BEGIN SOURCE DOCUMENT
The Covid 19 induced lockdown and other restrictions in India could lead to a nominal GDP loss of up to Rs 6 lakh crore during the first quarter of the current financial year as compared to a loss of Rs 11 lakh crore in the corresponding period of the previous financial year, a State Bank of India report said.
The report added that the real GDP loss is likely to be in the range of Rs 4-4.5 lakh crore and hence real GDP growth would be in the range of 10-15 per cent.
The economic impact has been less brutal due to better adaptation of work from home protocols and an increased use of digital payments in comparison with the first wave that hit India last year. However, the worry is spread of the virus this time in the rural sector and the sequential momentum of leading indicators is at all-time low.
END SOURCE DOCUMENT
#### WHAT TO DO:
1. From the passage on India's lockdown GDP losses, extract the part that opens with the words containing "The report added" and closes with "10-15 per cent.".
2. Decide whether each statement agrees with the passage on India's lockdown GDP losses, answering yes or no and quoting the deciding words of the passage exactly.
(a) Real GDP growth is expected to fall between 10 and 15 per cent.
(b) The nominal GDP loss in the corresponding period of the previous financial year was Rs 6 lakh crore.
(c) The spread of the virus in the rural sector is named as a concern.
3. Carry on the passage on India's lockdown GDP losses from its last sentence.
The lines have no connection to the passage on India's lockdown GDP losses.
BEGIN STUDY MATERIAL
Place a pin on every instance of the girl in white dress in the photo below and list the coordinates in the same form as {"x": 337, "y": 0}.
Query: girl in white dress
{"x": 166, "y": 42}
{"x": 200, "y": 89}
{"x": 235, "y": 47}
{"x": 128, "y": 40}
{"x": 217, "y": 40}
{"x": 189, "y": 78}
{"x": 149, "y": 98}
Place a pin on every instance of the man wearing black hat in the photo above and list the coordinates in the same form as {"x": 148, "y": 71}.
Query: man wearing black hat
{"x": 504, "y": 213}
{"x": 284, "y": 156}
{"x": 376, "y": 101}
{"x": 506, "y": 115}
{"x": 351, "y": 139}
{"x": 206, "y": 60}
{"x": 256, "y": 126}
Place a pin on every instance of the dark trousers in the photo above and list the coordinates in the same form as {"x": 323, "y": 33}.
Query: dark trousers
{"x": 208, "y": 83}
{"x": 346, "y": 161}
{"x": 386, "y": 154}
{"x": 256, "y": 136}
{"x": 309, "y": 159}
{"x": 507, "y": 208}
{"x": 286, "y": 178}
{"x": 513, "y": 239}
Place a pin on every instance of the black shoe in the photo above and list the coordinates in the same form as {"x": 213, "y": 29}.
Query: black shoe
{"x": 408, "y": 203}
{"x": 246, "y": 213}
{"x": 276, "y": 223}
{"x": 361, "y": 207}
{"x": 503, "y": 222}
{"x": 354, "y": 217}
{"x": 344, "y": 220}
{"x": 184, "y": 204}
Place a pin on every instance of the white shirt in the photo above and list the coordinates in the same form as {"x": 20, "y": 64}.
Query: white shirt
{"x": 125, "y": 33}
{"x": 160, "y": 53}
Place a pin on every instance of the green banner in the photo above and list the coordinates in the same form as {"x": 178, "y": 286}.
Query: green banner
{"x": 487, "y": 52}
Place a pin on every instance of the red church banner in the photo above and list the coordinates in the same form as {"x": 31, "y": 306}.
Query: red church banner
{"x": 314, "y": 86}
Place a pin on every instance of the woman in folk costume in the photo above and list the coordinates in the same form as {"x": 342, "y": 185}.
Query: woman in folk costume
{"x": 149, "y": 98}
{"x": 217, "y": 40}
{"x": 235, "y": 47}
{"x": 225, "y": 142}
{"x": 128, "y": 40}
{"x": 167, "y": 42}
END STUDY MATERIAL
#### ANSWERS TO THE PROBLEMS:
1.
The report added that the real GDP loss is likely to be in the range of Rs 4-4.5 lakh crore and hence real GDP growth would be in the range of 10-15 per cent.

2.
(a) Yes: "real GDP growth would be in the range of 10-15 per cent."
(b) No: "a loss of Rs 11 lakh crore in the corresponding period of the previous financial year"
(c) Yes: "the worry is spread of the virus this time in the rural sector"

3.
The share of rural districts in new cases is rising quite rapidly, even though overall cases have started to decline from the second week of May. It has increased from 45.5 per cent in end-April to 53.6 per cent as per the latest data. Notably, this is same as the peak of 53.7 per cent observed during August end.
The Top 20 rural districts now account for around 15 per cent of country-wise new cases with hinterlands of Andhra Pradesh, Maharashtra and Karnataka continuing to be the worst affected, the SBI report noted.
“We believe that in this wave our health crisis has overwhelmed us and hence the impact on GDP in the second wave will be more from health channel than the mobility channel,” the report said.